Rewrite only the stretch from the line containing "the owl's face" through the end of the lines, replacing "outline" with "boundary" and leaving everything else unchanged.

⁂

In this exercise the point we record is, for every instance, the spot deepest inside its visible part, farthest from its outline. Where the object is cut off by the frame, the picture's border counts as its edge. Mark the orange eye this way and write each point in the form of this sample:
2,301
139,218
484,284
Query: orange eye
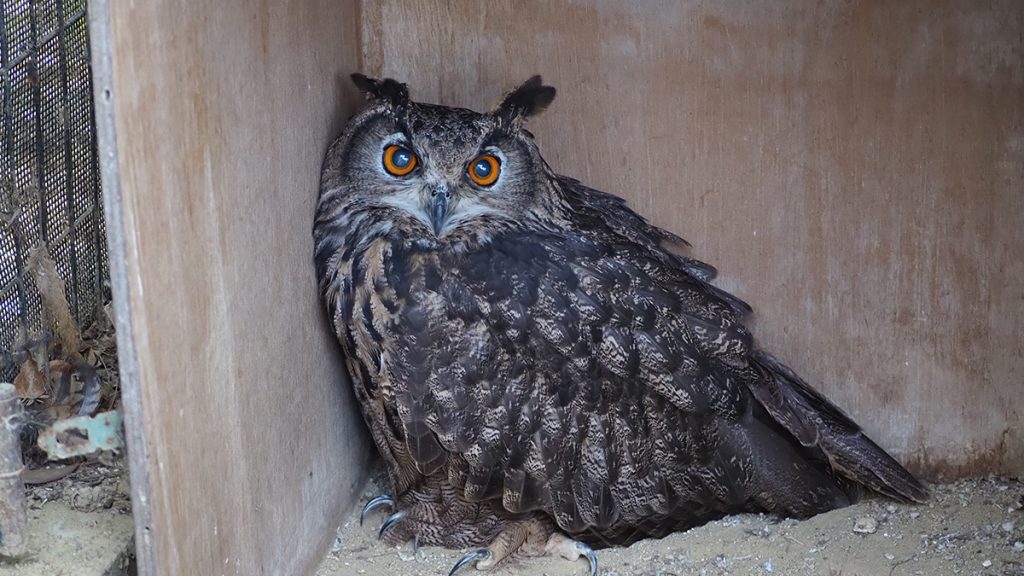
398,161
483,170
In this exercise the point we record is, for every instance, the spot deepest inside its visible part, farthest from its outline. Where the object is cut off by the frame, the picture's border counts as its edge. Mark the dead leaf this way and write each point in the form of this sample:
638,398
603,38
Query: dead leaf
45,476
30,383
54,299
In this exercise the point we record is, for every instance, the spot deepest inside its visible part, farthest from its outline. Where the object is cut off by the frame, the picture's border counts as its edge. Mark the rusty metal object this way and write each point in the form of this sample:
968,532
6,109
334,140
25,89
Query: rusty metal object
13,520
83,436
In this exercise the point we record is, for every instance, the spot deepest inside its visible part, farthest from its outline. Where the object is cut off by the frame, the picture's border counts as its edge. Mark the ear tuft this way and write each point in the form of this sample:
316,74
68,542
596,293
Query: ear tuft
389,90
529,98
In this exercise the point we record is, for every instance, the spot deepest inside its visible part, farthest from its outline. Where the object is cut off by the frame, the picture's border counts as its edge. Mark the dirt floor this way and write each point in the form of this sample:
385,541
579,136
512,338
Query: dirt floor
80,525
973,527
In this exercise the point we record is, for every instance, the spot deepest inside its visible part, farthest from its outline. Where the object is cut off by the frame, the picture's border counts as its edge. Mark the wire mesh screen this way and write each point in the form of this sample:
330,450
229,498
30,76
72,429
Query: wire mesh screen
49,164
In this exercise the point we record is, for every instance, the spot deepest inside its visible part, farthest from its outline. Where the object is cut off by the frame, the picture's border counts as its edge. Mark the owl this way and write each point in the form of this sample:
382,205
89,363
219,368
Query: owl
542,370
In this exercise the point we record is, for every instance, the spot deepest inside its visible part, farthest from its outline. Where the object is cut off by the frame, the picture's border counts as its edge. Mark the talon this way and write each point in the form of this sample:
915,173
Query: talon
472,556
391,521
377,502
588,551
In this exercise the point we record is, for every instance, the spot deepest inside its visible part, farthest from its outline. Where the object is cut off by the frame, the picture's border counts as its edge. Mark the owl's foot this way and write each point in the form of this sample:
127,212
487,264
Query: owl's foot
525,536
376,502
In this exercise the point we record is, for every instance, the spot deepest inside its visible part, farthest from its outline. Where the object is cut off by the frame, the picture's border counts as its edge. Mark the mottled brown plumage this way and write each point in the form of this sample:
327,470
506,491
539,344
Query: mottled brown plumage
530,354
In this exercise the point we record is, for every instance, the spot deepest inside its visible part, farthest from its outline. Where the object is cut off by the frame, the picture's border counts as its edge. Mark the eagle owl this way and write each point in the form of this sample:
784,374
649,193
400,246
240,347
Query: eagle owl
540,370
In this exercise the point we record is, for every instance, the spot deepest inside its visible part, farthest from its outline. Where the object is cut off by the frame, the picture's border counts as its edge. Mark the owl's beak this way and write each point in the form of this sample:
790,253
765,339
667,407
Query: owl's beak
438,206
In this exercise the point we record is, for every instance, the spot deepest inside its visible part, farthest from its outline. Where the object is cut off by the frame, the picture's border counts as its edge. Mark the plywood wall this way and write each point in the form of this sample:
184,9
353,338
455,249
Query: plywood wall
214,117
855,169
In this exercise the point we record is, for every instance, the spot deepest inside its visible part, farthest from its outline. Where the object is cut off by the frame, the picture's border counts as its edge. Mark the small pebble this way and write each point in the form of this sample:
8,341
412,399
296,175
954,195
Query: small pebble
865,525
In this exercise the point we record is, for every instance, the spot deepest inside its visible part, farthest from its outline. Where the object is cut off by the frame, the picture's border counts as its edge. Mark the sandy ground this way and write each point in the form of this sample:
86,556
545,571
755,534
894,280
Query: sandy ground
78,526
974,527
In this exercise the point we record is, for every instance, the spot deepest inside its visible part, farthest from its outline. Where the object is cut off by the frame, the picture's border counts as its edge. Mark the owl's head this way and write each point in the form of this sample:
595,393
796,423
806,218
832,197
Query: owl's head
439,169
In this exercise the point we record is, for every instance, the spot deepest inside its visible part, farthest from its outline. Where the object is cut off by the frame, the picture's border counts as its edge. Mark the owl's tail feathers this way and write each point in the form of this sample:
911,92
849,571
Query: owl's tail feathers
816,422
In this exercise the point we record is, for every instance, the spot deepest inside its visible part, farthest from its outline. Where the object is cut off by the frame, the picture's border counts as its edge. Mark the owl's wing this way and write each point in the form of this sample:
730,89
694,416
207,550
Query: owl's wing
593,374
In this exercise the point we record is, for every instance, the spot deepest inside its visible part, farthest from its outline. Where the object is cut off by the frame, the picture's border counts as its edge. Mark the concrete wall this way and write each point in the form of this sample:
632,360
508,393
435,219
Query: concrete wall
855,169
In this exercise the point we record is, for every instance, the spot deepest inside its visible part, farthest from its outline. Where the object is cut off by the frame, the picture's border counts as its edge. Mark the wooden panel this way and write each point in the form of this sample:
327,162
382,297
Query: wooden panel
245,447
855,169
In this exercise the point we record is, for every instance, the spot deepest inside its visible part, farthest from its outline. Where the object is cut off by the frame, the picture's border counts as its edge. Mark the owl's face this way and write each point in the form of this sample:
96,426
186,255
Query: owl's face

⁂

» Solved problem:
In this exercise the point we record is, for every instance, the spot deepest inside its visible part, farthest from its boundary. Where the object is cut off by the frame, the picture's border counts as its edge. Mark the owl's face this way and write each point in the form of this sample:
96,426
186,255
Query: owl's face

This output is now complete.